Énoncé de l'exercice: Veuillez citer mot pour mot le passage du document source qui va de « La marque est-elle » jusqu'à « en plusieurs variantes. » inclus.

La marque est-elle personnelle ou attribuée par le responsable du chantier ? Si oui, à quelle époque, sur quel type de chantier... ? En Provence romane, certaines marques sont très personnalisées et correspondent à un seul ouvrier : le constat a été fait à Saint-André-de-Rosans, où la même lettre est associée à une façon particulière de tailler la pierre, et à l'emploi même d'un outil spécifique. Mais peut-il s'agir aussi d'une signature de sous-équipe ? L'usage collectif d'une même marque se pose lorsqu'un signe est taillé de différentes manières bien caractéristiques, ou lorsqu'il existe en plusieurs variantes.
[...]
A partir du XIIIe siècle, le changement (qui n'est peut-être pas partout le même) dans le tracé et le répertoire des signes correspond-il à un changement de signification ? Les signes géométriques composés d'un ou de plusieurs traits rectilignes, souvent équivalents à des coups de ciseau (la longueur du tranchant est identifiable au Palais des Papes), ont-ils un caractère plus exclusivement « utilitaire » ? L'étude de la tour Saint-Laurent du Palais des Papes, en cours, laisse penser que les séries de signes de ce type, de caractère collectif, sont en rapport avec le mode d'approvisionnement, et avec un rythme des livraisons par quantités qui évolue au cours de la mise en œuvre...

Données fournies:

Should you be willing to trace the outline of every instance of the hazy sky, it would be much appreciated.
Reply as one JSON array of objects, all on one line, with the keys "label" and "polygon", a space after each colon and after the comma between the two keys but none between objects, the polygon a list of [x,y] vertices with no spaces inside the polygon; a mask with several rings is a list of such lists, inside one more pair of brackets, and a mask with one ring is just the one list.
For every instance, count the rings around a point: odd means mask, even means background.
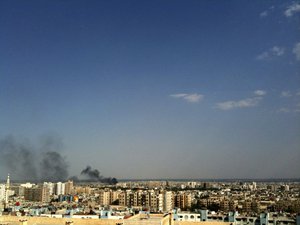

En réponse:
La marque est-elle personnelle ou attribuée par le responsable du chantier ? Si oui, à quelle époque, sur quel type de chantier... ? En Provence romane, certaines marques sont très personnalisées et correspondent à un seul ouvrier : le constat a été fait à Saint-André-de-Rosans, où la même lettre est associée à une façon particulière de tailler la pierre, et à l'emploi même d'un outil spécifique. Mais peut-il s'agir aussi d'une signature de sous-équipe ? L'usage collectif d'une même marque se pose lorsqu'un signe est taillé de différentes manières bien caractéristiques, ou lorsqu'il existe en plusieurs variantes.